— Problem to solve —
Below are some entries; state how many of their lines include the word "dark" and give no more than that number.
• • • •
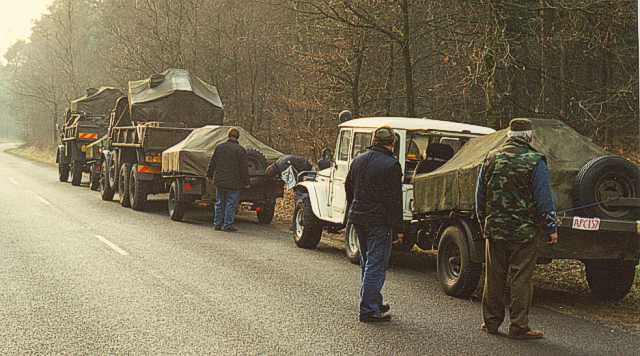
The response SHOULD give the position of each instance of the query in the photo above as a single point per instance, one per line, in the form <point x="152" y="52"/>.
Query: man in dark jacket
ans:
<point x="374" y="195"/>
<point x="514" y="205"/>
<point x="230" y="173"/>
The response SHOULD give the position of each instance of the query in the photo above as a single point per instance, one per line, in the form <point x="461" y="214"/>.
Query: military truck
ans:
<point x="158" y="112"/>
<point x="85" y="121"/>
<point x="420" y="144"/>
<point x="597" y="197"/>
<point x="184" y="166"/>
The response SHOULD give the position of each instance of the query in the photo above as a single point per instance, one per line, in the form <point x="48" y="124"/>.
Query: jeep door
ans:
<point x="337" y="196"/>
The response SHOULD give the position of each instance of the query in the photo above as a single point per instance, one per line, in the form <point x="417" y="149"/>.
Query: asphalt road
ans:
<point x="83" y="276"/>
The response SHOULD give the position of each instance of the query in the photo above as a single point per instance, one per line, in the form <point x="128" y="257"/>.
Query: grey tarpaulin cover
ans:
<point x="192" y="155"/>
<point x="452" y="186"/>
<point x="175" y="95"/>
<point x="99" y="103"/>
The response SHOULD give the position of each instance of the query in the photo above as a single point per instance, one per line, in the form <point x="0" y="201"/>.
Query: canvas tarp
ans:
<point x="452" y="186"/>
<point x="191" y="155"/>
<point x="98" y="103"/>
<point x="177" y="96"/>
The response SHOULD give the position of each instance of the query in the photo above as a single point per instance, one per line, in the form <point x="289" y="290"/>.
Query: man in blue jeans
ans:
<point x="229" y="170"/>
<point x="374" y="195"/>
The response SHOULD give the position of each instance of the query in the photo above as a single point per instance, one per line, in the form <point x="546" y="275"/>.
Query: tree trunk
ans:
<point x="407" y="60"/>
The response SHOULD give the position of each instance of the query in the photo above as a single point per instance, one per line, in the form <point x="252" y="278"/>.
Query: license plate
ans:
<point x="587" y="224"/>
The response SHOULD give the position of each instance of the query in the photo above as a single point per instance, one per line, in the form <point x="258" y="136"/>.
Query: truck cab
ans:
<point x="421" y="144"/>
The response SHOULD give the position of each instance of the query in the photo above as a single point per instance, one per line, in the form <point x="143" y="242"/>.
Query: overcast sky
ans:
<point x="16" y="19"/>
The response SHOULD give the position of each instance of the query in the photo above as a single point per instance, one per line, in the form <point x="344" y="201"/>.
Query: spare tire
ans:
<point x="257" y="162"/>
<point x="604" y="179"/>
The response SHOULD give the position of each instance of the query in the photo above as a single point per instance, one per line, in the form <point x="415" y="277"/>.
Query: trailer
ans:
<point x="158" y="113"/>
<point x="184" y="166"/>
<point x="85" y="121"/>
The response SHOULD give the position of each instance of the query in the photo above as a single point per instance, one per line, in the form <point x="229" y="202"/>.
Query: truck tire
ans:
<point x="256" y="162"/>
<point x="610" y="280"/>
<point x="106" y="192"/>
<point x="603" y="178"/>
<point x="123" y="185"/>
<point x="458" y="275"/>
<point x="94" y="178"/>
<point x="410" y="239"/>
<point x="76" y="173"/>
<point x="308" y="228"/>
<point x="137" y="190"/>
<point x="266" y="213"/>
<point x="177" y="207"/>
<point x="63" y="169"/>
<point x="352" y="244"/>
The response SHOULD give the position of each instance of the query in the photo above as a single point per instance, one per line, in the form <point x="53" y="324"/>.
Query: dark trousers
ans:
<point x="225" y="209"/>
<point x="508" y="265"/>
<point x="375" y="251"/>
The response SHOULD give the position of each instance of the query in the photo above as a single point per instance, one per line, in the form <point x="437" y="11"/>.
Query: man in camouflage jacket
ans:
<point x="514" y="205"/>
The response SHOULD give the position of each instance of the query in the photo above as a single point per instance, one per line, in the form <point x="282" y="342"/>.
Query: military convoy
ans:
<point x="598" y="199"/>
<point x="185" y="166"/>
<point x="85" y="121"/>
<point x="159" y="139"/>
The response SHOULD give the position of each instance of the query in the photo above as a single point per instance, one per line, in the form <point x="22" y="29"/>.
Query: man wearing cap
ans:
<point x="514" y="205"/>
<point x="374" y="194"/>
<point x="229" y="170"/>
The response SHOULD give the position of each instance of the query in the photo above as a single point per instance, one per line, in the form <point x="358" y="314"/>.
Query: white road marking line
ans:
<point x="44" y="201"/>
<point x="112" y="245"/>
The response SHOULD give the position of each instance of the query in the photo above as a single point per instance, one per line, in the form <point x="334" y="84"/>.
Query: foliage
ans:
• • • •
— Result —
2